- Extract:
·····

The Right Fit: How We Solve the Puzzle of Interoperability
Telemedicine Our inability to share information efficiently and effectively remains the biggest hurdle to creating a truly connected health care delivery system.
We have made tremendous strides in deploying technology solutions that are creating a safer, more efficient and more consumer-friendly health care system.
Most hospitals now have in place information technology systems that consistently monitor clinical performance against quality measures. We’ve made it easier for doctors to order tests or prescriptions electronically, and built in alerts to safeguard against potential medical errors. Telehealth services continue to expand. And, increasingly, mobile devices and apps give clinicians new ways to connect with patients.
Yet as we continue down this journey to digitize health care, we must tackle, once and for all, the problem that providers face in exchanging patient information. Central to achieving that is solving the interoperability puzzle.

·····

- Material shown:
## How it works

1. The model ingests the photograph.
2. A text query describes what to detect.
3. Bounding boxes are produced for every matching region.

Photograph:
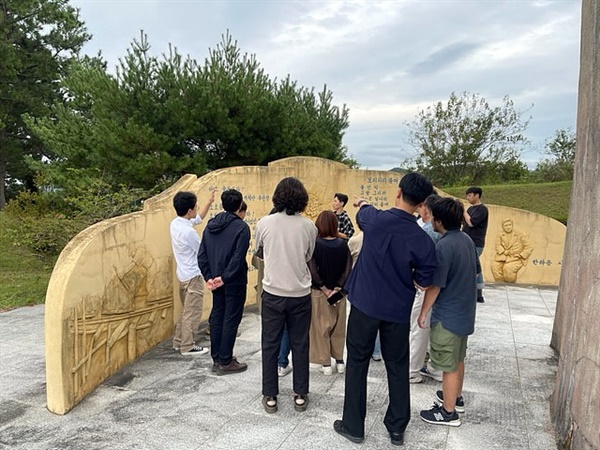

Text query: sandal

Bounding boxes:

·····

- Using the information:
- a) In the interoperability article, rewrite the passage starting at "Yet as we continue" and ending at "the interoperability puzzle.", substituting "data-sharing challenge" for "interoperability puzzle".
- b) According to the interoperability article, what do most hospitals now have in place?

- Answers for each item:
- a)
Yet as we continue down this journey to digitize health care, we must tackle, once and for all, the problem that providers face in exchanging patient information. Central to achieving that is solving the data-sharing challenge.

- b) Information technology systems that consistently monitor clinical performance against quality measures.